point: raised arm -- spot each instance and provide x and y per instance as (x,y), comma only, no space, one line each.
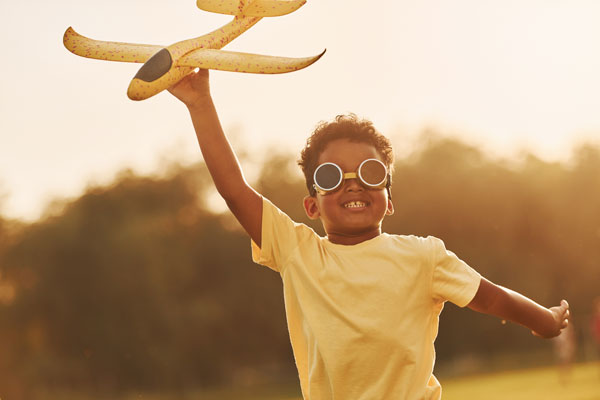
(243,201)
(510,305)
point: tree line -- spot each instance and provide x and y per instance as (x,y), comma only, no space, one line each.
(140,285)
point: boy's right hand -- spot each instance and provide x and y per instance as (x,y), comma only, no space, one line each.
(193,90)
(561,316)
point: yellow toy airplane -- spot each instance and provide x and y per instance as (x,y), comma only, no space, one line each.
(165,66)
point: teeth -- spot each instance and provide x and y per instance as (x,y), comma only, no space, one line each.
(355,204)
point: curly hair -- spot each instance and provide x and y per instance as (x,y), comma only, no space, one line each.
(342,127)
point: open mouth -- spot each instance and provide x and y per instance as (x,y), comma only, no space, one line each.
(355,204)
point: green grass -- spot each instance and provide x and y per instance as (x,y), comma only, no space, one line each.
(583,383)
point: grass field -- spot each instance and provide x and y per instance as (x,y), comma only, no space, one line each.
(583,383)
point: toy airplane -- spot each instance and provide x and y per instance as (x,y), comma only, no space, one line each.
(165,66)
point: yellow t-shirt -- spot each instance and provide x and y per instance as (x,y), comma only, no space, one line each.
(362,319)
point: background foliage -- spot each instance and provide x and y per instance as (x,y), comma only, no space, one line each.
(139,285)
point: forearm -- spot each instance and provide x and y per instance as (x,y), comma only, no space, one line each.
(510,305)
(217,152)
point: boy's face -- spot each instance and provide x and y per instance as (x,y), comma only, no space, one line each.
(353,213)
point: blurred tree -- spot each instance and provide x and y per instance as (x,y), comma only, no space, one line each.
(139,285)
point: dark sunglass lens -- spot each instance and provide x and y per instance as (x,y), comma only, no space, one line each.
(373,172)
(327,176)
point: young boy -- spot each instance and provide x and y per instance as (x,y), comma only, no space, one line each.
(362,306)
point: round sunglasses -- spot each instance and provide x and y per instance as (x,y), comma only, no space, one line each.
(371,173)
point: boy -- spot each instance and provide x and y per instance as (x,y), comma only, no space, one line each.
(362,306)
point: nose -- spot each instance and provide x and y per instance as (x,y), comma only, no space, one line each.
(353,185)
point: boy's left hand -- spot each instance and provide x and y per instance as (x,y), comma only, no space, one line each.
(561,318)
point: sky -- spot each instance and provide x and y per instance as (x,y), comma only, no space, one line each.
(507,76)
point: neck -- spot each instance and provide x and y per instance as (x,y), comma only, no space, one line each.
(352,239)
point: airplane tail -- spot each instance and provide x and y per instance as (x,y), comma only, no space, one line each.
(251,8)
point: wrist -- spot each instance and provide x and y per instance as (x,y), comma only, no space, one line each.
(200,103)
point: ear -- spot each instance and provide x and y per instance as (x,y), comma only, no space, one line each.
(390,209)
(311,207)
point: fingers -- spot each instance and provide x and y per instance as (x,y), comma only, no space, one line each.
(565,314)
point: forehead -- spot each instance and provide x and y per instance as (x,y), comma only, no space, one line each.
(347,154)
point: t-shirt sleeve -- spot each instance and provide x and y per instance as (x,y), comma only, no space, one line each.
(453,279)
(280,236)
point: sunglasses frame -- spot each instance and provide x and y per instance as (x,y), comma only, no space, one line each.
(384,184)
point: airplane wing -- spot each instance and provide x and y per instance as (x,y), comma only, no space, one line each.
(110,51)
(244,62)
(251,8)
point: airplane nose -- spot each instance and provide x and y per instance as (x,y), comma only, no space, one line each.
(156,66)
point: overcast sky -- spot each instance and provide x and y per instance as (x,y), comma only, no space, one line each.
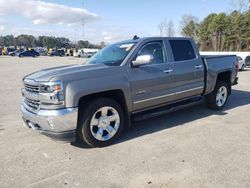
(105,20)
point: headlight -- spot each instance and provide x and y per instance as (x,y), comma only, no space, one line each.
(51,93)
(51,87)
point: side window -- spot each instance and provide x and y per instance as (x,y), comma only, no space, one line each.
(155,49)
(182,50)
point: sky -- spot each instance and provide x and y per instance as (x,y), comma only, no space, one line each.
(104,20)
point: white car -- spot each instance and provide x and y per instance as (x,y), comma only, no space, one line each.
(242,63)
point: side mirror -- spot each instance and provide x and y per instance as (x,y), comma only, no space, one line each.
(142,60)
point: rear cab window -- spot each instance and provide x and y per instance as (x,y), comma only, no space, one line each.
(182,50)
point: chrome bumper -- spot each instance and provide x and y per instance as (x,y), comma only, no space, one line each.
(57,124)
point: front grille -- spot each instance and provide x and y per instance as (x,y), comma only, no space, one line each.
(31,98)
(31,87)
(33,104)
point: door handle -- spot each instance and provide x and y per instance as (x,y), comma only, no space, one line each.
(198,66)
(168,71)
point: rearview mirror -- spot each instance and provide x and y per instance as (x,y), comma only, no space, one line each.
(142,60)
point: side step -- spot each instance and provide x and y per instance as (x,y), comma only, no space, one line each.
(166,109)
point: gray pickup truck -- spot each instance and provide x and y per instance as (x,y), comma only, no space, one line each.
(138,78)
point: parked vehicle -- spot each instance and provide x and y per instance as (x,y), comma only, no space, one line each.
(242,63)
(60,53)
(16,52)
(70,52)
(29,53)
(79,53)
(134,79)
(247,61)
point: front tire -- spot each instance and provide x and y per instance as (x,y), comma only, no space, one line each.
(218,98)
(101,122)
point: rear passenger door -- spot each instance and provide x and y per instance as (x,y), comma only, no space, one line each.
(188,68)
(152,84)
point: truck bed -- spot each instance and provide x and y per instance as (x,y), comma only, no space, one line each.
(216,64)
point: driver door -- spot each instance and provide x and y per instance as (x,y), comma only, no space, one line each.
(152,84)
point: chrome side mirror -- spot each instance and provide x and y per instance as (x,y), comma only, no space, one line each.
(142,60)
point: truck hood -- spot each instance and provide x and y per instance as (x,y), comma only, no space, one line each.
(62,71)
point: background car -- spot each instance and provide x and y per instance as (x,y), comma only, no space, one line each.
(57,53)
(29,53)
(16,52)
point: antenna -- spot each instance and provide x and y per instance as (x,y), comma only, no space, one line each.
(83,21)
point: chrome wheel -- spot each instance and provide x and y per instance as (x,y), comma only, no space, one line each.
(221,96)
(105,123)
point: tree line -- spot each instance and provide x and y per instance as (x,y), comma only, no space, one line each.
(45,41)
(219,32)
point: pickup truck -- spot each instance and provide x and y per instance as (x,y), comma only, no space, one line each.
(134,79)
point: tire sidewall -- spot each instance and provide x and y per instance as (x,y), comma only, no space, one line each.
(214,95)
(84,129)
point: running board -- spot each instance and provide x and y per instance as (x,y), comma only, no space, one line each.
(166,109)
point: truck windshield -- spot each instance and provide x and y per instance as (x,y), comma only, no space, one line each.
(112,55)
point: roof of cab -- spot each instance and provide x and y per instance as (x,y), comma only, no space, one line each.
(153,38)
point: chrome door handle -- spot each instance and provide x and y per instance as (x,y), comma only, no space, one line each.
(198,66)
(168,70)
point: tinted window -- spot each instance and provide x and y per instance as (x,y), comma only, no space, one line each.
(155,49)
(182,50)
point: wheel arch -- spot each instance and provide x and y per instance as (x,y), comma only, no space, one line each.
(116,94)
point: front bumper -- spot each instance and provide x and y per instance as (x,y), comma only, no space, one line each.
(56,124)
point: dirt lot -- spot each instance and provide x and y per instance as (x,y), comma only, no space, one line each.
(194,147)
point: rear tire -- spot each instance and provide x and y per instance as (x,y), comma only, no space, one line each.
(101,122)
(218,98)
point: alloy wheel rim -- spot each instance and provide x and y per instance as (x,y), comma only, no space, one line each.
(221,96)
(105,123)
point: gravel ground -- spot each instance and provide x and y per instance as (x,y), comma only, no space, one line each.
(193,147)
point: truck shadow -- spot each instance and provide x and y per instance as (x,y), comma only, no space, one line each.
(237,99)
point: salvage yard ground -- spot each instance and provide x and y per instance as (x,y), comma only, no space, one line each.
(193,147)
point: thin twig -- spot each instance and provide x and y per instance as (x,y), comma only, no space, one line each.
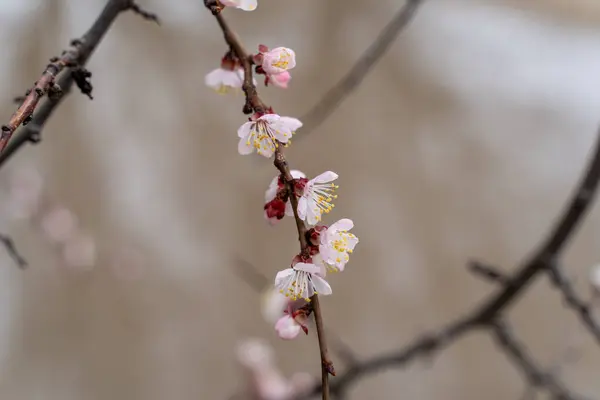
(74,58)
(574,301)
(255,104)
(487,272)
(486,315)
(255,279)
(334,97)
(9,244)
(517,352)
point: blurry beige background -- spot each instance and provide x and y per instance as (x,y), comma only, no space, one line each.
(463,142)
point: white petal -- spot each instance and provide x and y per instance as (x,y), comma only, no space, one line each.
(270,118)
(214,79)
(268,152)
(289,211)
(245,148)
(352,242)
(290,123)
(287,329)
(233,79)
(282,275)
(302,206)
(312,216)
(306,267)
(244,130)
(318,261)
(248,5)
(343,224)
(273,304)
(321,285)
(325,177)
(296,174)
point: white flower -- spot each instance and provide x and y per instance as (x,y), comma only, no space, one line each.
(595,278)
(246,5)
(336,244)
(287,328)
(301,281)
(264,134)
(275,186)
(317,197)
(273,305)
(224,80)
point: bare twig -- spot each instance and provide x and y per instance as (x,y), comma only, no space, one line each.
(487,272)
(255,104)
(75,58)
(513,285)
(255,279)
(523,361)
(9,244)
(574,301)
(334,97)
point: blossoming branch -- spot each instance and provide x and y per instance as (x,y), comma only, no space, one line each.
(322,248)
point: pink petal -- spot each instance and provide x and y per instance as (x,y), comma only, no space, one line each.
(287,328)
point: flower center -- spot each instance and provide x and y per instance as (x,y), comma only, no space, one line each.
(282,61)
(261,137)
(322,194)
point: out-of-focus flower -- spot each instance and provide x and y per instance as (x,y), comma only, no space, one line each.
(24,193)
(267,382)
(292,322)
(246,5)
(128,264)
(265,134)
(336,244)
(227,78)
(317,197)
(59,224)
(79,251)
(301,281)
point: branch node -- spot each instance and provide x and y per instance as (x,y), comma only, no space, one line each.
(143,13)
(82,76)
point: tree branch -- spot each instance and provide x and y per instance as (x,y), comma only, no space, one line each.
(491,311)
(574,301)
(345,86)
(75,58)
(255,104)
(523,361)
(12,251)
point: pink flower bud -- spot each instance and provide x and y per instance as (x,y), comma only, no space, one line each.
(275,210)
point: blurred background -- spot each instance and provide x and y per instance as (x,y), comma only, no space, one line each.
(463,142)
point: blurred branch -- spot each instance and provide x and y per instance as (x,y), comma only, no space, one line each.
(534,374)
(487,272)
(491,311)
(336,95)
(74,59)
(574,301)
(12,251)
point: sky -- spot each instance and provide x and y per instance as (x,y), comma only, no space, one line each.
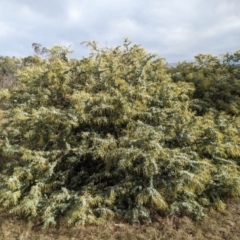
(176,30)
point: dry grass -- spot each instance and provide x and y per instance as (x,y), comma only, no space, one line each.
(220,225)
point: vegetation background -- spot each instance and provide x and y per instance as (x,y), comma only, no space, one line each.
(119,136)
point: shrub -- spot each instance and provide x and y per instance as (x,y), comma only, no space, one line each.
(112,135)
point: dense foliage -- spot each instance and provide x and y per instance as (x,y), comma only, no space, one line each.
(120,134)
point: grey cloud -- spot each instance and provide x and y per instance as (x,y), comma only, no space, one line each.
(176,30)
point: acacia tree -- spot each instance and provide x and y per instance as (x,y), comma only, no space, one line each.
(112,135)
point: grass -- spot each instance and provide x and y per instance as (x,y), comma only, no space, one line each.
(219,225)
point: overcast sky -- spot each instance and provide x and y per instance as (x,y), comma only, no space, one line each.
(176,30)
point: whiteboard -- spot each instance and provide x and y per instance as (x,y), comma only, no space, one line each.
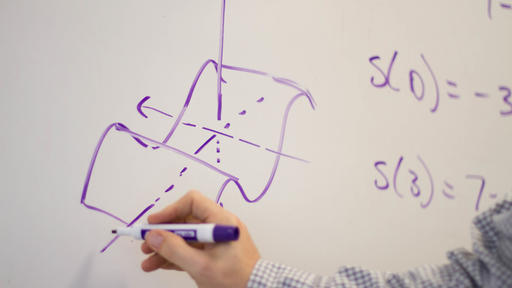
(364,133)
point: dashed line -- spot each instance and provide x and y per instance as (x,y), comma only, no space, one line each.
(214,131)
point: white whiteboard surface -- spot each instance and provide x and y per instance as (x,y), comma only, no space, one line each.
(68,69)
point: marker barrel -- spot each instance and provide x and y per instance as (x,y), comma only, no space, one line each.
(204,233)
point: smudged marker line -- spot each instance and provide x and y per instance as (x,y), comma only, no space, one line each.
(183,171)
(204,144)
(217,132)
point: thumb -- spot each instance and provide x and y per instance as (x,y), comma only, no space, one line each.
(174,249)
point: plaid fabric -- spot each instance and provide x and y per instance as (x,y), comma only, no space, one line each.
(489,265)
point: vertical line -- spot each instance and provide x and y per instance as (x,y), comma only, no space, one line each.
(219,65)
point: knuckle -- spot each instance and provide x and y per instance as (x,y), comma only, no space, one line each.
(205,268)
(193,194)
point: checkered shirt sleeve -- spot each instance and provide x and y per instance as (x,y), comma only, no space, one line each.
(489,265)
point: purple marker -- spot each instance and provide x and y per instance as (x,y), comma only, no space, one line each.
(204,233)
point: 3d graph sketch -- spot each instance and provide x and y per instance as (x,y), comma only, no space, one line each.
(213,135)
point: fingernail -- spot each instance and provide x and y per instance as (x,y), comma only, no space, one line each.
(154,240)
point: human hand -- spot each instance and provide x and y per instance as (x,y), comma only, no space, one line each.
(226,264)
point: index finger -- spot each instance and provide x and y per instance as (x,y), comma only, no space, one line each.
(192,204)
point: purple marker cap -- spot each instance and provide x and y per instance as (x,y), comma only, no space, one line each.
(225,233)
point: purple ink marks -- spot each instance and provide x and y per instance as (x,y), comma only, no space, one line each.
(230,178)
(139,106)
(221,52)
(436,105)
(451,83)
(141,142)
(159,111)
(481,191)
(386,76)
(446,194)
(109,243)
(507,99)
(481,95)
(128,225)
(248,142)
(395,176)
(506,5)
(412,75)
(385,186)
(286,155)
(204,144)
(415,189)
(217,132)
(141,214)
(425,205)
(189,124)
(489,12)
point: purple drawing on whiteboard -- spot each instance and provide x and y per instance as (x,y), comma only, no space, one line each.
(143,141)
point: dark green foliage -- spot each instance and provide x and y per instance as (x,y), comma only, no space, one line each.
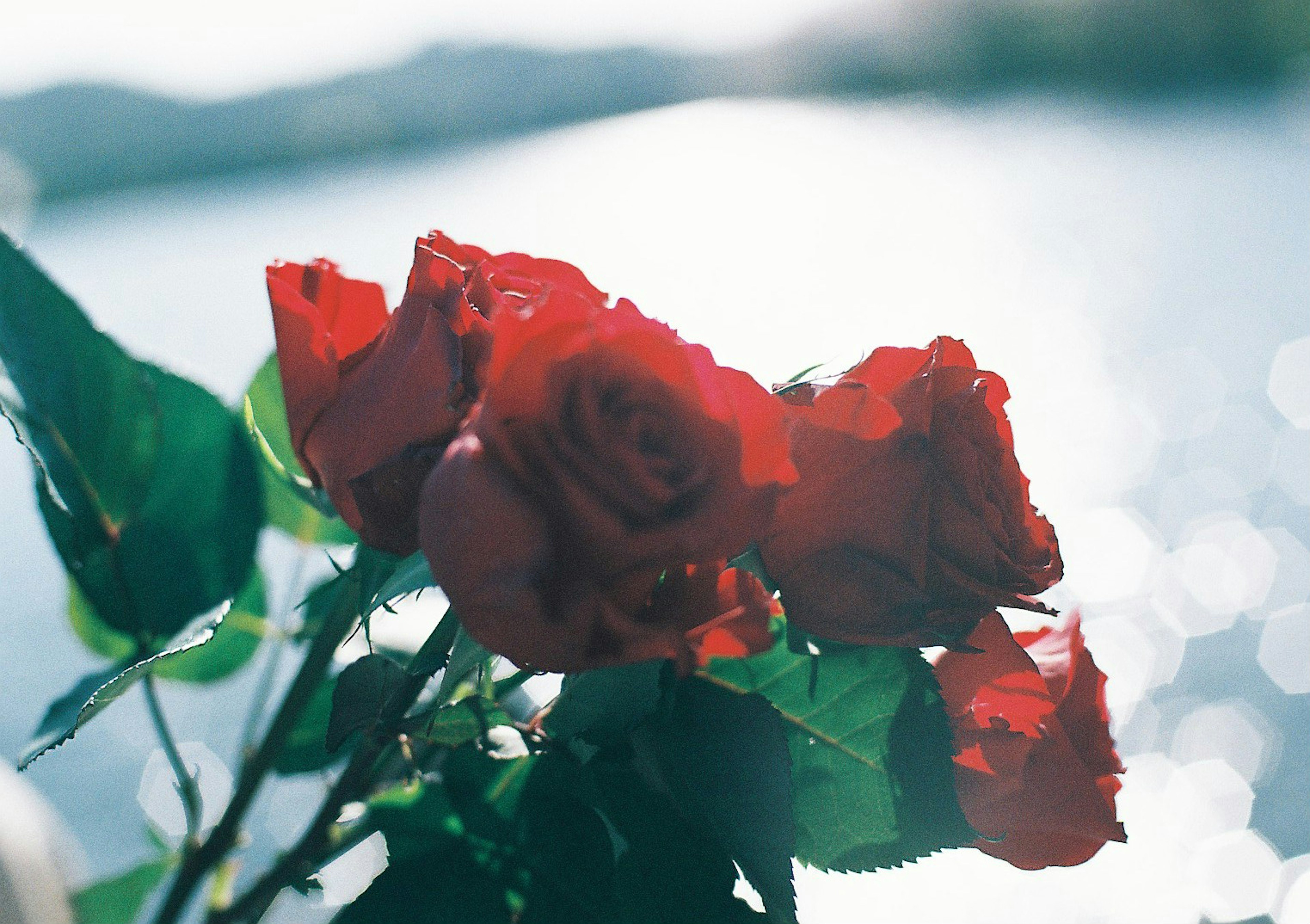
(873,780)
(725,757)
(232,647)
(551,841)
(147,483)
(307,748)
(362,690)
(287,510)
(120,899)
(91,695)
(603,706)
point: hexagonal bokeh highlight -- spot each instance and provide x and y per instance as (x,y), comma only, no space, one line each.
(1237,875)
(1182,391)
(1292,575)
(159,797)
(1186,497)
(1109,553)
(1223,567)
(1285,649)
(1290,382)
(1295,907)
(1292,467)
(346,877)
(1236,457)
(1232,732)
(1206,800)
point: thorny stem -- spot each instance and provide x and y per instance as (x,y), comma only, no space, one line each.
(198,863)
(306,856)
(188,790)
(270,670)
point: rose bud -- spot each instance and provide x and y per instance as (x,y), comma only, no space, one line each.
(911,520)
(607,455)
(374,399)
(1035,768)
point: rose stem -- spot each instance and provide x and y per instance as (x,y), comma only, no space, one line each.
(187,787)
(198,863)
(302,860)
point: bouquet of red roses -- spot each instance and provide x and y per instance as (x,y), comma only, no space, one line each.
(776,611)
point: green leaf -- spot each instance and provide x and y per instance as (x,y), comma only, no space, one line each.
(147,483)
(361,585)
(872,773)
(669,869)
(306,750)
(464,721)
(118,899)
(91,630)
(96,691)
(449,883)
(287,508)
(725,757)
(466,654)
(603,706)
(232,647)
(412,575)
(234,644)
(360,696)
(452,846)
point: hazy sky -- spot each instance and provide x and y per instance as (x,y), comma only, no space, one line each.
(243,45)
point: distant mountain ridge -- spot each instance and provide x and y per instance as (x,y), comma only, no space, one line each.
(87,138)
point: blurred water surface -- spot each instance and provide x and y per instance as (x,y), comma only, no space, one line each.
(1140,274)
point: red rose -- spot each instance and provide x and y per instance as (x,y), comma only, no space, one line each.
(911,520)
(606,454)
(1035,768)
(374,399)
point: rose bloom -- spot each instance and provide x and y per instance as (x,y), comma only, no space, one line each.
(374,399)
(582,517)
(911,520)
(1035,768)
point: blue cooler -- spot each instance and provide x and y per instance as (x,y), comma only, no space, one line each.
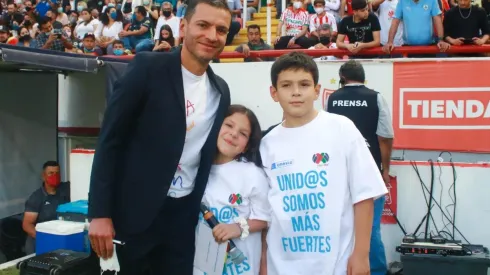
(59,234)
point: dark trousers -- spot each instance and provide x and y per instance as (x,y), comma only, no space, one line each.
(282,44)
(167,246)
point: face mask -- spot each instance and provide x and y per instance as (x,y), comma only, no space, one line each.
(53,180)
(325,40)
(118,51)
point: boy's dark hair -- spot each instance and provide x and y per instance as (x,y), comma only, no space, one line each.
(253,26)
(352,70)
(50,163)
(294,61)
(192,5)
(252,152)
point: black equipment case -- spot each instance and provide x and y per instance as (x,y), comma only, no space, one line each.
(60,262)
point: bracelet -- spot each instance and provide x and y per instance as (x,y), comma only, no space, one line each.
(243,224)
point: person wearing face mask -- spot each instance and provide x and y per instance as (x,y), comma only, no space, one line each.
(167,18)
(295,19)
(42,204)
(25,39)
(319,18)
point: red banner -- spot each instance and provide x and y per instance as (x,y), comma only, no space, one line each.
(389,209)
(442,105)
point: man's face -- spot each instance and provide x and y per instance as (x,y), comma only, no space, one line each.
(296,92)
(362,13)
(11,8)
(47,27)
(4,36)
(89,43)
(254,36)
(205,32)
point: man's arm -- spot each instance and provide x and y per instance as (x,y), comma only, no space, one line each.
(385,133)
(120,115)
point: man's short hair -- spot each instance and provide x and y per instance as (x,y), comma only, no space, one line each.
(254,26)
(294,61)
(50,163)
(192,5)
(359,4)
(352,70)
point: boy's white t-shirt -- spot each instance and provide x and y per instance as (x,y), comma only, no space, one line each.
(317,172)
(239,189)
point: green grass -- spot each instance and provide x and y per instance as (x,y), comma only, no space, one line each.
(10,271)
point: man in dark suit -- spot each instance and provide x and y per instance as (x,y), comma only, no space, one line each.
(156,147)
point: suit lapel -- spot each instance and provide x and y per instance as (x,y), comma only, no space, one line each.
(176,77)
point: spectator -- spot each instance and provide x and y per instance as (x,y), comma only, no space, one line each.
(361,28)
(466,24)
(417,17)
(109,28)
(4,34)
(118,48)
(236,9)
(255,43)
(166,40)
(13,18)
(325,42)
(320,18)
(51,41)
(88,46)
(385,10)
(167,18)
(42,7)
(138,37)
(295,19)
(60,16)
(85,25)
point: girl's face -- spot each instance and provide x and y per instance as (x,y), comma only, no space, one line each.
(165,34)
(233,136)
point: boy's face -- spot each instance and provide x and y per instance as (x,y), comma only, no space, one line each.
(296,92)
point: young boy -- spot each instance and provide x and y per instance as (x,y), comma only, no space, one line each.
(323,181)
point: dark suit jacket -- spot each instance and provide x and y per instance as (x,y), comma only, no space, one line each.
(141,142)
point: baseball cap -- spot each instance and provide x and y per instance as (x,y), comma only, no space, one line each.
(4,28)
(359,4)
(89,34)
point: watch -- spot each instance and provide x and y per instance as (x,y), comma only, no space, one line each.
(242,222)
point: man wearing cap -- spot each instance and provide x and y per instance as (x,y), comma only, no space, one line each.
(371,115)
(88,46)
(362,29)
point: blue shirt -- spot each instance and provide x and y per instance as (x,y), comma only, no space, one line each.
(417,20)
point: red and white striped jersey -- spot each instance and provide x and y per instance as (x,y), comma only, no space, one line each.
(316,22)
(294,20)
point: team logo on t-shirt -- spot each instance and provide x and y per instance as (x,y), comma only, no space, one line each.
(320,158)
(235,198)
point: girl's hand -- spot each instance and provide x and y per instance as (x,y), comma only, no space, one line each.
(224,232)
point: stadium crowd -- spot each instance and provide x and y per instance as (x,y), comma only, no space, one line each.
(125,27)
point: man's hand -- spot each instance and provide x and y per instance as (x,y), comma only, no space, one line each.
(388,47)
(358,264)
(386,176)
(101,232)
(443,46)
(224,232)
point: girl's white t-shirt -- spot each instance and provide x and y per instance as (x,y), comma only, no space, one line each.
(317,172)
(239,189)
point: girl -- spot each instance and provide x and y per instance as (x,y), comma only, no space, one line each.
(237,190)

Work to complete — Restate word for word the lines from the one holding "point: red and" to the end of the listing, both ends included, and nothing more.

Written solution —
point: red and white striped jersey -- spot each instance and provide x and y per instance as (x,y), comma only, no space, one line each.
(316,22)
(294,20)
point: team logo on t-shirt -- spot each instance and provide x and y per instance as (x,y), comma only, no space, one line each.
(320,158)
(235,198)
point: girl's hand -- spot each instance and provide x and y per instance as (x,y), comma only, no space, one line each.
(224,232)
point: stadium crowd -- spot each instance and provide x and y per instance as (x,y), comma only, no space, one line each.
(125,27)
point: man's hand -- spot each instance and provide x and y per instance as (x,y), comma only, no space, one line each.
(388,47)
(358,264)
(386,176)
(101,232)
(443,46)
(224,232)
point: girl's white t-shirt -- spot each instance and provide x and y per instance as (x,y), comma only, no space, one line each.
(317,172)
(239,189)
point: girl -- spot each instance and provide x and y per instance as (x,y), comma only, no space, one line each.
(237,190)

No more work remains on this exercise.